PROVIDED TEXT: Begin

1: G < B < < Eb < G.
absolute pitches:
G_ 393 = 131*3
5*131*3= 3*655 < 656*3 328*3 164*3 82*3 41*3 = B 123 < 124 62 31
5 * 31 = 155 < Eb 156 78 = 26*3
5*26*3 = 3*130 < 131*3 = G 393.

That results in the relative diesis 128/125 subdistribution:
G 656/655 B 69.333.../68.333... Eb 131/130 G.

2: D < F# < Bb < D.
abs:
D 147
5*147 = 735 < F# 736 368 ... 46 23
5* 23 = 115 < B 117 = 39*3
5*39*3= 3*195 < 196*3 98*3 49*3 = D 147.
rel:
D 736/735 F# 58.5/57.5 B 196/195 D.

3: A < C# < < F < A.
abs:
A 55
5* 55 = 275 < C# 276 139 69 < 70 35
5* 35 = 175 < F 176 88 44 22 11
5* 11 = A 55.
rel:
A 276/275 C# 70/69 F 176/175 A.

4: E < < G# < C < E.
abs:
E 329 < 330 165 < 166 83
5*83 = G# 415 < 416 208 ... 52 26
5*26 = 130 < C 131
5*131= 655 < E 658 329.
rel:
E 110.666../109.666.. G# (17/21+99)/(98+17/21) C 219.333../218.333.. E

~Cents approx. distribution of the 4 diesises
represented as 3rds sharpnesses:

1: G<3<B_<<<<<<<<<<<<25<<<<<<<<<<<Eb<<<<<<13<<<<<C.
2: D<2F#<<<<<<<<<<<<<<30<<<<<<<<<<<<<<Bb<<<<9<<<<G.
3: A<<<6<<C#<<<<<<<<<<<<25<<<<<<<<<<<F_<<<<10<<<<A.
4: E<<<<<<<16<<<<<<<G#<<<<<<<<17<<<<<C_<<<<<13<<<E.

slightly different from 12-EDO with all 3rds ~14Cents same sharp.

For those who like meantonic harmonic 7ths 7/4 Eb>C#
Attend:
7*Eb/C# is barely 92/91 ~18.9Cents sharp
-still yet used in Victorian era -
instead ~32.2C in 12-EDO.

have a lot of fun with that
A.S.

🔗Brad Lehman <bpl@umich.edu>

> The historical method would be to take a 19th century piano, or not,
> depending on whether you wanted it, get it tuned entirely by ear, take
> string, woodwind and brass instruments likewise, put players behind
> them and get them to use their ears.
> > The result would NOT be describable by any mathematical system short
> of specifying the individual frequency of each separate note in the
> piece.

I concur!

PROVIDED TEXT: End

> **WHAT YOU NEED TO DO**:
**a)** According to the tuning post, how sharp are all thirds in 12-EDO?
**b)** Reproduce the stretch of the tuning post from "slightly different from" through "instead ~32.2C in 12-EDO.".
**c)** Take the tuning post further, continuing from where it stops.
You do not need the items to work with the tuning post.

INPUT DATA: Begin

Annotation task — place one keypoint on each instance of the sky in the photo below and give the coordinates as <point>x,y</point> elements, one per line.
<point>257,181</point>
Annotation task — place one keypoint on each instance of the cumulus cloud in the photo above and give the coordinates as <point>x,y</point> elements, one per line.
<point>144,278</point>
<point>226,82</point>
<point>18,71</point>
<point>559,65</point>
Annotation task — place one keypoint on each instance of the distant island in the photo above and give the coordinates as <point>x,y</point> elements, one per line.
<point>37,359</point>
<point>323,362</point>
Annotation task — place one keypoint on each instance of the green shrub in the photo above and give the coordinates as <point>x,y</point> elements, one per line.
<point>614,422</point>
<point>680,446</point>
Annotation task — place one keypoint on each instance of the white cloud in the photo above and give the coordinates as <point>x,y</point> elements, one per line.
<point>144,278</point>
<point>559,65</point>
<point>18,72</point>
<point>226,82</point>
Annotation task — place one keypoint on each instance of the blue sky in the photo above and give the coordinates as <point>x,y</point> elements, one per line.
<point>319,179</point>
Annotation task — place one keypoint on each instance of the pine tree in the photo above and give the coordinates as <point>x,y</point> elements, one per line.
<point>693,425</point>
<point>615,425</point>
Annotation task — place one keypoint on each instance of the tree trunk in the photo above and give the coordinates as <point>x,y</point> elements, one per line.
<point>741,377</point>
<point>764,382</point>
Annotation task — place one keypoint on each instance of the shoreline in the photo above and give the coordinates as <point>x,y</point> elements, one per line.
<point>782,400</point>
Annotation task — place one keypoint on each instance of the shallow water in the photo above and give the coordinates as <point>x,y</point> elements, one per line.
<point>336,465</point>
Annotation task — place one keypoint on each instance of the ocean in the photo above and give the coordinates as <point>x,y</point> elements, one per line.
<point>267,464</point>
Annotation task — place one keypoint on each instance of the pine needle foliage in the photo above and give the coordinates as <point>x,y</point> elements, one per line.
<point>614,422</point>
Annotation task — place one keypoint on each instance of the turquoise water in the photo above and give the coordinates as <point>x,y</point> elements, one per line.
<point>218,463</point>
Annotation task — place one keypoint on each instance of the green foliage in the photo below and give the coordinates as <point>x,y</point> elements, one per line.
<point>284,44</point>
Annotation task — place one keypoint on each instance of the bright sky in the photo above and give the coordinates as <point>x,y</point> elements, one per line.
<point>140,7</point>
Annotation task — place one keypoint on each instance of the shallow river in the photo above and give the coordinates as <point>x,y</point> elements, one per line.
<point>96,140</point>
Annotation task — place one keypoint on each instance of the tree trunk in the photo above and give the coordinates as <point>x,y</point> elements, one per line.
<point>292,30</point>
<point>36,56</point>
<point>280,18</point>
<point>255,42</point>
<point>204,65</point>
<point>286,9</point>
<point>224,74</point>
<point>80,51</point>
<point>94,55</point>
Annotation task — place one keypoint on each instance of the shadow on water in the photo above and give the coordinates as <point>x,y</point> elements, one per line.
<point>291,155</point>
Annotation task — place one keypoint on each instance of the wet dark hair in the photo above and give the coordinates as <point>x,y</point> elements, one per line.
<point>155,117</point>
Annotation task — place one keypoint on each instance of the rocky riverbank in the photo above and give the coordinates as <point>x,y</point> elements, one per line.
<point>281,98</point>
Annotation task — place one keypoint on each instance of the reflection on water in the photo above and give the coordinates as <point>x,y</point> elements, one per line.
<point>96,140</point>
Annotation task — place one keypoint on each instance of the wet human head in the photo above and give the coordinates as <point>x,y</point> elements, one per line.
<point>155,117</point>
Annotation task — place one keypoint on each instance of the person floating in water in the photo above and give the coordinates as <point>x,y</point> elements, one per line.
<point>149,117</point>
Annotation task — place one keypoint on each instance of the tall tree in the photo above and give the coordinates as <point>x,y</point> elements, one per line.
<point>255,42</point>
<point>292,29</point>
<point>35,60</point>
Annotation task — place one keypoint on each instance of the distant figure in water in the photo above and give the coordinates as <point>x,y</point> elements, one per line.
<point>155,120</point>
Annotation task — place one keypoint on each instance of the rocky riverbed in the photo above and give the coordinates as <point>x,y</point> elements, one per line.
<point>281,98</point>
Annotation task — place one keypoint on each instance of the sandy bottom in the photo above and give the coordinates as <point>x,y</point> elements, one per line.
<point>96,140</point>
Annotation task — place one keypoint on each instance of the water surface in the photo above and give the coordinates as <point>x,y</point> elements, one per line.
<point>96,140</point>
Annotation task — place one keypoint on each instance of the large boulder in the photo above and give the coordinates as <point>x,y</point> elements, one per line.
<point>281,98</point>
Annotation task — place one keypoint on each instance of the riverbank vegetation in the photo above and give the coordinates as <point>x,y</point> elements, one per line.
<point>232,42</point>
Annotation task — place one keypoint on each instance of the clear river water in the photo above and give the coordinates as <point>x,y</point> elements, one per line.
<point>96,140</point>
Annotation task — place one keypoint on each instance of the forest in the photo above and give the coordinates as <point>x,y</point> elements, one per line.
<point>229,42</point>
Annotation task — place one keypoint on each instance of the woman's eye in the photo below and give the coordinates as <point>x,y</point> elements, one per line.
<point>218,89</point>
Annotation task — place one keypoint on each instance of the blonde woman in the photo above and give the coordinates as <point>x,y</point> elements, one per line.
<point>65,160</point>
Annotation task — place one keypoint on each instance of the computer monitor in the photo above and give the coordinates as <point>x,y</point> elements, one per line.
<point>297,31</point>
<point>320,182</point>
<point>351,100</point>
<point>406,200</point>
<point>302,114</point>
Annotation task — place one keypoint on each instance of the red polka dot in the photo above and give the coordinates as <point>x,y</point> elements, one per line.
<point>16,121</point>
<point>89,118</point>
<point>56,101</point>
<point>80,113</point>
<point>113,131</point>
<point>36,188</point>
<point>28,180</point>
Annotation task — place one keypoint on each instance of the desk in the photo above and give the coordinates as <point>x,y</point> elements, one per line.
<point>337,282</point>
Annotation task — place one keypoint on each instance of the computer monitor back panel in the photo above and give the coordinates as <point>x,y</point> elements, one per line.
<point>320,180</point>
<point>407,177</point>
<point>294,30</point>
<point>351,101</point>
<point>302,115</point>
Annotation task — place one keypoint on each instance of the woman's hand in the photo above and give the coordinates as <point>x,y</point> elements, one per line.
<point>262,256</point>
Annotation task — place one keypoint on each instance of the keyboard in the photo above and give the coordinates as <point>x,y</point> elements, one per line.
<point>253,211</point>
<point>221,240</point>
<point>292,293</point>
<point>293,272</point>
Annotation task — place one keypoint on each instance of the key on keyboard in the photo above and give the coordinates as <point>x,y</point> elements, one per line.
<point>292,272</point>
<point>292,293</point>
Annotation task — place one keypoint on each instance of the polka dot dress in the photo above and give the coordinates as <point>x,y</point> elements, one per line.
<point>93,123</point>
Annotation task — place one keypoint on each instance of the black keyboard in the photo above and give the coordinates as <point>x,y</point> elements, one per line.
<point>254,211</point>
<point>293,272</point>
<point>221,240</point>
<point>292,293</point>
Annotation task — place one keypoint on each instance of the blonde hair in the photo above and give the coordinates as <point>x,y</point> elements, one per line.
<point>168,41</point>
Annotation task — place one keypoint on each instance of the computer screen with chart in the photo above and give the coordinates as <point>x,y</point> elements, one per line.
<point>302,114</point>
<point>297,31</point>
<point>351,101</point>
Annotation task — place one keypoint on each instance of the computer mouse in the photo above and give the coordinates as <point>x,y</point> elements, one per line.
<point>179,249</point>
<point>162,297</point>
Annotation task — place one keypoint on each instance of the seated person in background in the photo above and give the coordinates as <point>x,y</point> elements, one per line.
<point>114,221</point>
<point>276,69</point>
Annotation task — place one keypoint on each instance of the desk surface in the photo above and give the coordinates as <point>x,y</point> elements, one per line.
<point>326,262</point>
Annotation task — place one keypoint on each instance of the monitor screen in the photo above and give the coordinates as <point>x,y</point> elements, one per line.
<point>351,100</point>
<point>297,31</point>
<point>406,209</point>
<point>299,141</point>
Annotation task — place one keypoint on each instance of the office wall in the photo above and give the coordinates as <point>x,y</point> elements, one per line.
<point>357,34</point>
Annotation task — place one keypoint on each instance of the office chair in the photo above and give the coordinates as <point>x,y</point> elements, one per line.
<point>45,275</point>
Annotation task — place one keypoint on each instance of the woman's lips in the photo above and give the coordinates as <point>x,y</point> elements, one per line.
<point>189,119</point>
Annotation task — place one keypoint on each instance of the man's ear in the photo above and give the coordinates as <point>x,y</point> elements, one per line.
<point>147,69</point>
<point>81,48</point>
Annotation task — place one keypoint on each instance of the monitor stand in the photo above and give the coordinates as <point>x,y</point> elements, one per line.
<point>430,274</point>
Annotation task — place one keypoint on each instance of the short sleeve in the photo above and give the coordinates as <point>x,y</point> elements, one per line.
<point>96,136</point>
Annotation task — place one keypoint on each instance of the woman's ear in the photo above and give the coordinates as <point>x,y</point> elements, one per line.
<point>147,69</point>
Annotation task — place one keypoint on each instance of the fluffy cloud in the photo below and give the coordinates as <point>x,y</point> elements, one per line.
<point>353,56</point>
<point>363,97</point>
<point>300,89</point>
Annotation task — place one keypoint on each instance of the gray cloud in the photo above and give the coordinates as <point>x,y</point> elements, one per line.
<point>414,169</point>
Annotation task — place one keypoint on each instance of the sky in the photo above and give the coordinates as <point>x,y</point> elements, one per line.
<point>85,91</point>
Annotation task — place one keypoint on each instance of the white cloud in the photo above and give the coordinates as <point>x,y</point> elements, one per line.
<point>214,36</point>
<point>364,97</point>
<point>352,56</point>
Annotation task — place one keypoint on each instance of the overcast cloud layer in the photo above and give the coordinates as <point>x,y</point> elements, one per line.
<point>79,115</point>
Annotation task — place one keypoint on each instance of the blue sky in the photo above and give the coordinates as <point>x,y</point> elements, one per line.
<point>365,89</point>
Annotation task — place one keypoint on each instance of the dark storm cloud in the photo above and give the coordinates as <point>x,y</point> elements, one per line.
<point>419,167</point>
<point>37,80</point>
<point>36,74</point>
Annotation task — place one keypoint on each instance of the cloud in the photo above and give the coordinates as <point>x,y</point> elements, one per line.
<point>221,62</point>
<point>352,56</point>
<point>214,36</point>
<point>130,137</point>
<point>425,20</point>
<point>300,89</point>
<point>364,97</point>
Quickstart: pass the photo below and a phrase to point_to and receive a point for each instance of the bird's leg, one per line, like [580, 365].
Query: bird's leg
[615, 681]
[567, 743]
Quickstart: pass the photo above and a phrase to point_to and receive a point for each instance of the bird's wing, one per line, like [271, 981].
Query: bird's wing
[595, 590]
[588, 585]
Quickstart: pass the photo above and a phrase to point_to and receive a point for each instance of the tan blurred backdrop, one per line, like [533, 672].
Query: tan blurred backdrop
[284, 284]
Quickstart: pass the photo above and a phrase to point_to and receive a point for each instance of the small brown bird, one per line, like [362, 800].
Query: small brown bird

INPUT DATA: End

> **SOLVED TASKS**:
**a)** All thirds in 12-EDO are about 14 cents sharp.

**b)**
slightly different from 12-EDO with all 3rds ~14Cents same sharp.

For those who like meantonic harmonic 7ths 7/4 Eb>C#
Attend:
7*Eb/C# is barely 92/91 ~18.9Cents sharp
-still yet used in Victorian era -
instead ~32.2C in 12-EDO.

**c)**
In this olden book from c1908 (IIRC - a cheap Dover paperback reprint that my local library has),
http://www.amazon.com/Piano-Tuning-Simple-Accurate-Amateurs/dp/0486232670

the author presses the model of equal temperament, done by ear, obviously...but an interesting remark (to me) is that he has a complaint against some of the other contemporary tuners. He says that some of them do too much favoring of the flat keys, and it's therefore not equal enough for him. [NB: His complaint is theoretical, not about the musical results or the usefulness of temperaments so nuanced.]

To me, this suggests that some of those Victorian piano tuners, *using their own good taste for their customers' repertoire*, were doing something sort of like:

- 1/6 to 1/8 comma 5ths among the naturals;

- having the sharps rise rapidly (maybe with several pure or nearly-pure 5ths starting somewhere around B-F#-C#ish);

- having the flats fall off with less tempering than that, around the region of C-F-Bb-Eb-Ab. Maybe something like 1/8 to 1/12 comma, in those several 5ths generating the flats.

I've been testing this notion, empirically, by playing a bunch of Grieg and Brahms and Joplin (et al) on our church's piano, which I've had set up in a similar temperament for the past two years. Tightest tempering is downtown in the naturals, and sharps rising quickly, and flats falling off less quickly. Sure enough, it makes the keys of 1 to 6 flats sound especially mellow and "favored", with a warm and rich sound. It's barely unequal enough that an equal-temperament polemicist might notice and then complain about it.

I noticed the same type of thing (vis-a-vis key character) by taking Peter Watchorn's harpsichord recording of the WTC
http://www.musicaomnia.org/bachharpsichord.asp
and burning myself a CD of only the preludes, rearranged to be in circle-of-5ths order. Whenever we get to the music in flats, going around the circle in either direction, the instrument sounds warmest and gentlest.

That circle of 5ths, in Heinichen's formulation from 1728:
http://www-personal.umich.edu/~bpl/larips/heinichen-circle.gif

Brad Lehman

🔗Tom Dent <stringph@gmail.com>

> In this olden book from c1908 (IIRC - a cheap Dover paperback reprint
> that my local library has),
>
http://www.amazon.com/Piano-Tuning-Simple-Accurate-Amateurs/dp/0486232670
>
> the author presses the model of equal temperament, done by ear,
> obviously...but an interesting remark (to me) is that he has a
complaint
> against some of the other contemporary tuners. He says that some of
> them do too much favoring of the flat keys,

hmm, you'd need to work out what 'favouring' means here.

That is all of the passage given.